-- TASK REQUIREMENTS --
Each line that has the string "yellow" must be copied from the records below.

═══ DATASET ═══

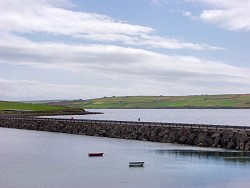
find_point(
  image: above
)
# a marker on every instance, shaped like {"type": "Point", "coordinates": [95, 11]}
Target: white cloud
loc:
{"type": "Point", "coordinates": [119, 71]}
{"type": "Point", "coordinates": [232, 15]}
{"type": "Point", "coordinates": [44, 16]}
{"type": "Point", "coordinates": [189, 15]}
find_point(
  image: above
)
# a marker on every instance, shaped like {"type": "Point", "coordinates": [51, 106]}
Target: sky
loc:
{"type": "Point", "coordinates": [82, 49]}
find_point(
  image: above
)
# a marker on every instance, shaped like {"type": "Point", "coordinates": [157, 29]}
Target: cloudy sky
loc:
{"type": "Point", "coordinates": [71, 49]}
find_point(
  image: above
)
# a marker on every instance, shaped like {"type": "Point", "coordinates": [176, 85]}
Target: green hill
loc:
{"type": "Point", "coordinates": [19, 108]}
{"type": "Point", "coordinates": [151, 102]}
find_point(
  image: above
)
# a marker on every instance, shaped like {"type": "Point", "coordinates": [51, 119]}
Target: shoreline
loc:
{"type": "Point", "coordinates": [227, 137]}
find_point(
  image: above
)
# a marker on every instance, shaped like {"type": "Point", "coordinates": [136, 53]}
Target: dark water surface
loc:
{"type": "Point", "coordinates": [33, 159]}
{"type": "Point", "coordinates": [201, 116]}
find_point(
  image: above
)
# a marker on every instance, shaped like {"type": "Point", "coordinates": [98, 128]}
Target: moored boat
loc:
{"type": "Point", "coordinates": [95, 154]}
{"type": "Point", "coordinates": [136, 164]}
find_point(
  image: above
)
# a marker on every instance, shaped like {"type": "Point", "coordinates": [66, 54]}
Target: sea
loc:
{"type": "Point", "coordinates": [35, 159]}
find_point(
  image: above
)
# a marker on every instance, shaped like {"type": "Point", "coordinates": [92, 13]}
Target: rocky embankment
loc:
{"type": "Point", "coordinates": [225, 138]}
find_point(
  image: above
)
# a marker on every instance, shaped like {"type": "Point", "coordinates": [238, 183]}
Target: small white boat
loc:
{"type": "Point", "coordinates": [136, 164]}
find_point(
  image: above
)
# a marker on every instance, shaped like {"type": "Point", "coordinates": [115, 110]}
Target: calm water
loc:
{"type": "Point", "coordinates": [33, 159]}
{"type": "Point", "coordinates": [203, 116]}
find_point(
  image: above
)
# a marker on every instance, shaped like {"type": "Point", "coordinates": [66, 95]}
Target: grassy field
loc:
{"type": "Point", "coordinates": [148, 102]}
{"type": "Point", "coordinates": [18, 106]}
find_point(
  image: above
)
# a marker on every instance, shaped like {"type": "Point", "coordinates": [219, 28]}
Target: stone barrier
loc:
{"type": "Point", "coordinates": [234, 139]}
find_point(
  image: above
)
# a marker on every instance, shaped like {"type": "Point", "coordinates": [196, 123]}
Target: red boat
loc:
{"type": "Point", "coordinates": [95, 154]}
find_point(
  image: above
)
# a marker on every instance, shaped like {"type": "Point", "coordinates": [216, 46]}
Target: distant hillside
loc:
{"type": "Point", "coordinates": [151, 102]}
{"type": "Point", "coordinates": [19, 108]}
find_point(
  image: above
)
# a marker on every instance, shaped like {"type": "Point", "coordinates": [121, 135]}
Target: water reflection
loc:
{"type": "Point", "coordinates": [228, 156]}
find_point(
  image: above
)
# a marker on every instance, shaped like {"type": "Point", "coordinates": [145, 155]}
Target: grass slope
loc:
{"type": "Point", "coordinates": [147, 102]}
{"type": "Point", "coordinates": [9, 106]}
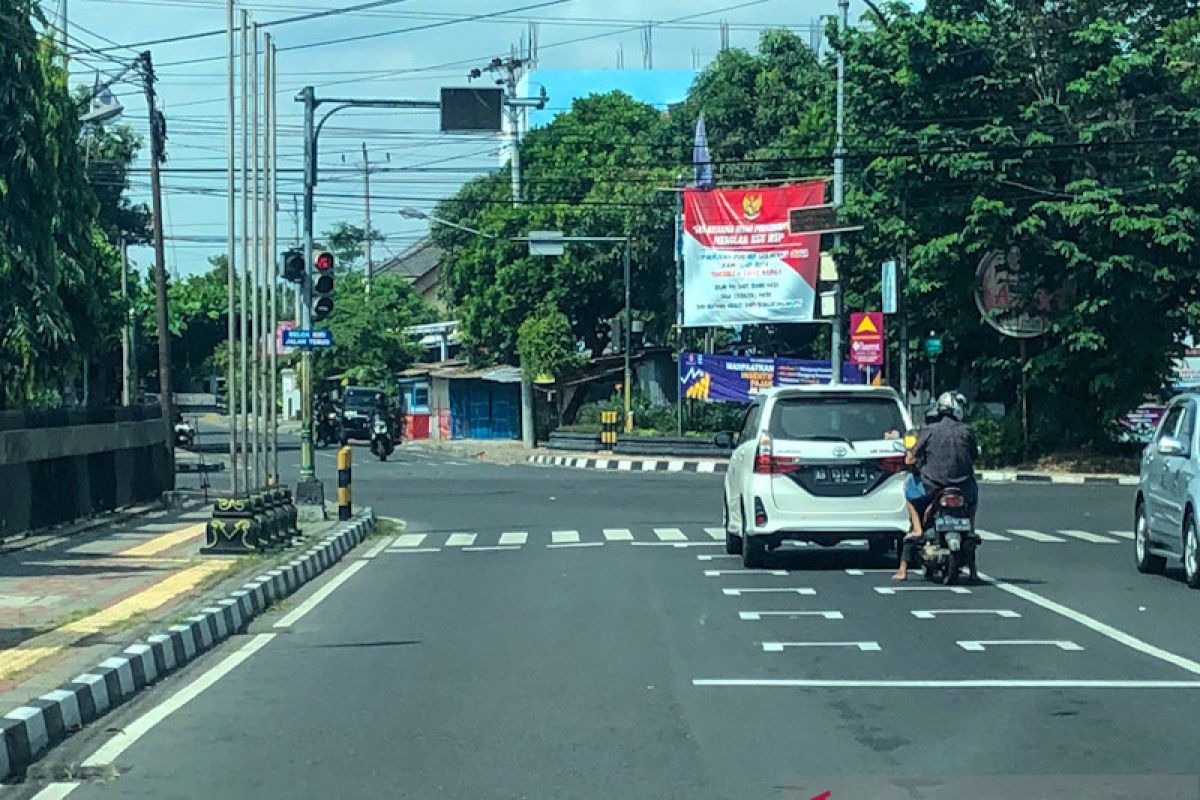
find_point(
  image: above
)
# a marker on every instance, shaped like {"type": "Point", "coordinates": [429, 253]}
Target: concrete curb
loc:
{"type": "Point", "coordinates": [682, 465]}
{"type": "Point", "coordinates": [31, 729]}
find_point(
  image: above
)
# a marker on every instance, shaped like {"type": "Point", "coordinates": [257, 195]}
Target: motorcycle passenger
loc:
{"type": "Point", "coordinates": [943, 457]}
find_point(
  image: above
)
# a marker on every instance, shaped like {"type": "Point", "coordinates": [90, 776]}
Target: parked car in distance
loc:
{"type": "Point", "coordinates": [1169, 493]}
{"type": "Point", "coordinates": [816, 463]}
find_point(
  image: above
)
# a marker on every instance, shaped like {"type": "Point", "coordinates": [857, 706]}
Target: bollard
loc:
{"type": "Point", "coordinates": [343, 483]}
{"type": "Point", "coordinates": [609, 429]}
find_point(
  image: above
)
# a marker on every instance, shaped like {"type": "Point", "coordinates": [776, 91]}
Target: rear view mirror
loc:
{"type": "Point", "coordinates": [1171, 446]}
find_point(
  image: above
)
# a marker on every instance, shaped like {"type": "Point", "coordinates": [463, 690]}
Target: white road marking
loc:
{"type": "Point", "coordinates": [1036, 535]}
{"type": "Point", "coordinates": [1096, 625]}
{"type": "Point", "coordinates": [755, 617]}
{"type": "Point", "coordinates": [953, 590]}
{"type": "Point", "coordinates": [670, 535]}
{"type": "Point", "coordinates": [738, 593]}
{"type": "Point", "coordinates": [945, 684]}
{"type": "Point", "coordinates": [981, 645]}
{"type": "Point", "coordinates": [112, 750]}
{"type": "Point", "coordinates": [717, 573]}
{"type": "Point", "coordinates": [378, 548]}
{"type": "Point", "coordinates": [931, 613]}
{"type": "Point", "coordinates": [778, 647]}
{"type": "Point", "coordinates": [988, 536]}
{"type": "Point", "coordinates": [1089, 536]}
{"type": "Point", "coordinates": [294, 615]}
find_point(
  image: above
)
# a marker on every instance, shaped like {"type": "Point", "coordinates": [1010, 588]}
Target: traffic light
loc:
{"type": "Point", "coordinates": [293, 265]}
{"type": "Point", "coordinates": [322, 284]}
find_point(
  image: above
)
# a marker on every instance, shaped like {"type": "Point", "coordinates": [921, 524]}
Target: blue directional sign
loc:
{"type": "Point", "coordinates": [305, 338]}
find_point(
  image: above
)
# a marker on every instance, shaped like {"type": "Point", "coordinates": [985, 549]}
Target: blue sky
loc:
{"type": "Point", "coordinates": [411, 64]}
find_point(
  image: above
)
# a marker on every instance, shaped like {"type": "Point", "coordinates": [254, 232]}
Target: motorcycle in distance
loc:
{"type": "Point", "coordinates": [951, 540]}
{"type": "Point", "coordinates": [381, 438]}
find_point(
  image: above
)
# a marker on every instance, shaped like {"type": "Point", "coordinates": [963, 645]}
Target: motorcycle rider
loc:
{"type": "Point", "coordinates": [943, 457]}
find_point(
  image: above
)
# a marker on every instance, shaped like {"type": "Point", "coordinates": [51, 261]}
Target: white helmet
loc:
{"type": "Point", "coordinates": [952, 403]}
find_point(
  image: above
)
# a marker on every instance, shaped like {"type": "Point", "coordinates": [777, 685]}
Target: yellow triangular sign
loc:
{"type": "Point", "coordinates": [867, 326]}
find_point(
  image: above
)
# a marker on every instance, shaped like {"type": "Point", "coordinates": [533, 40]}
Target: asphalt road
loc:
{"type": "Point", "coordinates": [541, 632]}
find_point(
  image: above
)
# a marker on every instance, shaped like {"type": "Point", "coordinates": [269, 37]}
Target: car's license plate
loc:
{"type": "Point", "coordinates": [839, 475]}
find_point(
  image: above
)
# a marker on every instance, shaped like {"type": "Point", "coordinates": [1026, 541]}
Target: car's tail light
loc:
{"type": "Point", "coordinates": [760, 512]}
{"type": "Point", "coordinates": [767, 463]}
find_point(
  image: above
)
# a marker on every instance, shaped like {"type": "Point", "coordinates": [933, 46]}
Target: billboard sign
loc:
{"type": "Point", "coordinates": [742, 264]}
{"type": "Point", "coordinates": [736, 379]}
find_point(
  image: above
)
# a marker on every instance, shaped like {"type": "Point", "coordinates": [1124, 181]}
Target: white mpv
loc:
{"type": "Point", "coordinates": [816, 463]}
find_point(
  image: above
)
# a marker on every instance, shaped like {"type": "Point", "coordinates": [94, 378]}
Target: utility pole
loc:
{"type": "Point", "coordinates": [366, 203]}
{"type": "Point", "coordinates": [231, 256]}
{"type": "Point", "coordinates": [159, 155]}
{"type": "Point", "coordinates": [244, 364]}
{"type": "Point", "coordinates": [839, 190]}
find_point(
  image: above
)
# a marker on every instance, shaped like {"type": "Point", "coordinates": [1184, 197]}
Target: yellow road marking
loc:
{"type": "Point", "coordinates": [23, 656]}
{"type": "Point", "coordinates": [165, 542]}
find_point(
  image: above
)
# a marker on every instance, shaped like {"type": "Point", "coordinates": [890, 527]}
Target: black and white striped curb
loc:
{"type": "Point", "coordinates": [681, 465]}
{"type": "Point", "coordinates": [633, 464]}
{"type": "Point", "coordinates": [43, 722]}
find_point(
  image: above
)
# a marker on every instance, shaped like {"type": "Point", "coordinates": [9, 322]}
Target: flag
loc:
{"type": "Point", "coordinates": [700, 157]}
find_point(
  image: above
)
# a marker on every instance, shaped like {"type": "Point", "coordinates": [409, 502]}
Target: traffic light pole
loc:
{"type": "Point", "coordinates": [310, 491]}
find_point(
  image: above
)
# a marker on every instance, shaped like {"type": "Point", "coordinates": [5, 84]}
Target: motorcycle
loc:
{"type": "Point", "coordinates": [381, 438]}
{"type": "Point", "coordinates": [951, 540]}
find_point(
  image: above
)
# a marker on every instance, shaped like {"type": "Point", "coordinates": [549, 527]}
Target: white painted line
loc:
{"type": "Point", "coordinates": [943, 684]}
{"type": "Point", "coordinates": [931, 613]}
{"type": "Point", "coordinates": [738, 593]}
{"type": "Point", "coordinates": [717, 573]}
{"type": "Point", "coordinates": [1036, 535]}
{"type": "Point", "coordinates": [981, 645]}
{"type": "Point", "coordinates": [1096, 625]}
{"type": "Point", "coordinates": [755, 617]}
{"type": "Point", "coordinates": [988, 536]}
{"type": "Point", "coordinates": [112, 750]}
{"type": "Point", "coordinates": [294, 615]}
{"type": "Point", "coordinates": [378, 548]}
{"type": "Point", "coordinates": [778, 647]}
{"type": "Point", "coordinates": [1089, 536]}
{"type": "Point", "coordinates": [953, 590]}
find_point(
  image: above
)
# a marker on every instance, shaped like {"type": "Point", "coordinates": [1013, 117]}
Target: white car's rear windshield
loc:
{"type": "Point", "coordinates": [851, 419]}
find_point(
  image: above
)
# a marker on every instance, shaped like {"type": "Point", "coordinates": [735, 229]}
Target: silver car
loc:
{"type": "Point", "coordinates": [1169, 493]}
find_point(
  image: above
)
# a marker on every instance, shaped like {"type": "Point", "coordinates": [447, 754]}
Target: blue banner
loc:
{"type": "Point", "coordinates": [731, 378]}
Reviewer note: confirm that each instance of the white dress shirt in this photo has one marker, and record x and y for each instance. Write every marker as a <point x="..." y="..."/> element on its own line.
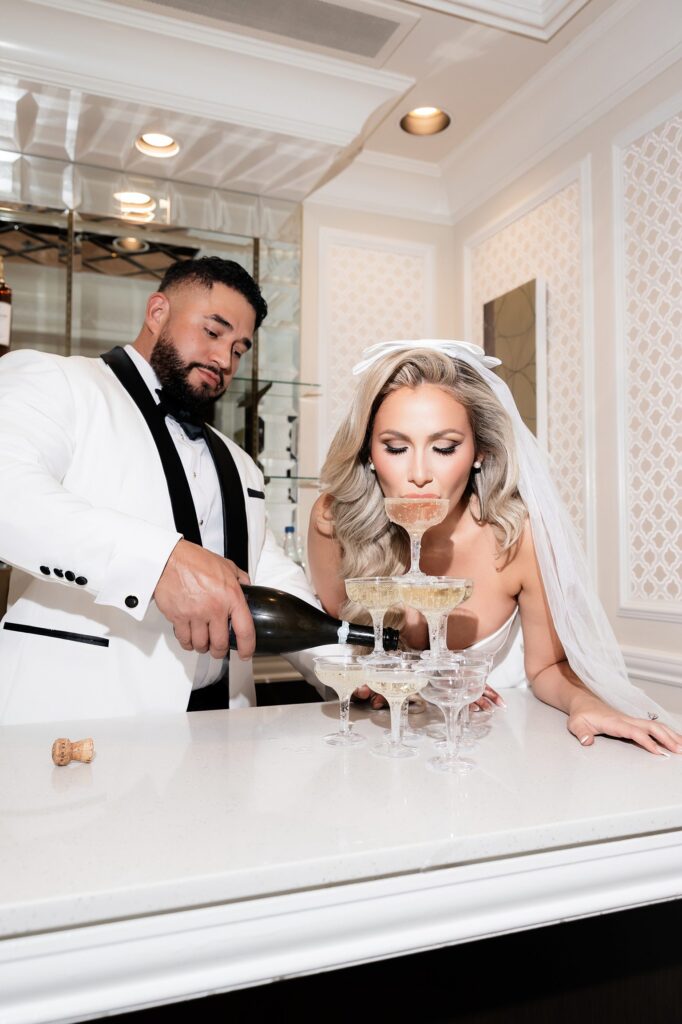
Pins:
<point x="203" y="479"/>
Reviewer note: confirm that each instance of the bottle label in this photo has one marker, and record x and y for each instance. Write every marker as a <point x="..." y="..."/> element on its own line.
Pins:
<point x="5" y="322"/>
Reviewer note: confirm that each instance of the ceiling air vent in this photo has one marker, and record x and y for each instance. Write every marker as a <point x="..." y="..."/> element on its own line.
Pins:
<point x="349" y="31"/>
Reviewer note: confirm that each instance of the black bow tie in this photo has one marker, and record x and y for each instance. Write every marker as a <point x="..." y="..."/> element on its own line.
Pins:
<point x="193" y="426"/>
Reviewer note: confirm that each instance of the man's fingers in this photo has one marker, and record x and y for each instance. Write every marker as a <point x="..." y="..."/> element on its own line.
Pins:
<point x="200" y="636"/>
<point x="244" y="630"/>
<point x="182" y="633"/>
<point x="218" y="638"/>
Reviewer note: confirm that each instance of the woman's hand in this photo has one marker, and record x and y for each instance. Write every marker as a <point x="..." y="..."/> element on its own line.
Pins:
<point x="591" y="717"/>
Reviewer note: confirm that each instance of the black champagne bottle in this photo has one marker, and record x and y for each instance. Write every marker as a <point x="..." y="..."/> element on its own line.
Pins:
<point x="285" y="624"/>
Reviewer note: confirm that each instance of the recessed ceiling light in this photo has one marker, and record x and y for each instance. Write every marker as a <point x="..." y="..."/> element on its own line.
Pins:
<point x="425" y="121"/>
<point x="157" y="143"/>
<point x="130" y="245"/>
<point x="140" y="200"/>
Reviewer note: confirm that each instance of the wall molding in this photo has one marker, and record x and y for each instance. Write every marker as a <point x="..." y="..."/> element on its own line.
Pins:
<point x="515" y="138"/>
<point x="650" y="610"/>
<point x="652" y="667"/>
<point x="581" y="173"/>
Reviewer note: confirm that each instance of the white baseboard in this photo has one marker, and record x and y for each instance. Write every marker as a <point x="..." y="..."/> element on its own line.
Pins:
<point x="653" y="667"/>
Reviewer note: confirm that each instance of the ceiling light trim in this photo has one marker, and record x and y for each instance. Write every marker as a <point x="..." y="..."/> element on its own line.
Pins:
<point x="537" y="18"/>
<point x="225" y="40"/>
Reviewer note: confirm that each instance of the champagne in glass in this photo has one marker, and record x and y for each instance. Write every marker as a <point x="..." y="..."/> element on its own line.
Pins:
<point x="396" y="683"/>
<point x="416" y="515"/>
<point x="451" y="686"/>
<point x="435" y="597"/>
<point x="377" y="594"/>
<point x="344" y="673"/>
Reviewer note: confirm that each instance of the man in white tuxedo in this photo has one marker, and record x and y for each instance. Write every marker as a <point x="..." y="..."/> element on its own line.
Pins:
<point x="128" y="521"/>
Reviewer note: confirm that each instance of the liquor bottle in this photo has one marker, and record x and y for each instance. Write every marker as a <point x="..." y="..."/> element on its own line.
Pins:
<point x="5" y="309"/>
<point x="285" y="624"/>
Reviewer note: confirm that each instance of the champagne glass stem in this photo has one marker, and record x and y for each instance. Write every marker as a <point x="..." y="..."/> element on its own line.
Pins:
<point x="395" y="706"/>
<point x="344" y="712"/>
<point x="415" y="553"/>
<point x="378" y="623"/>
<point x="433" y="621"/>
<point x="452" y="716"/>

═══

-- RESPONSE TO THIS EXERCISE --
Target: yellow triangular sign
Target: yellow road marking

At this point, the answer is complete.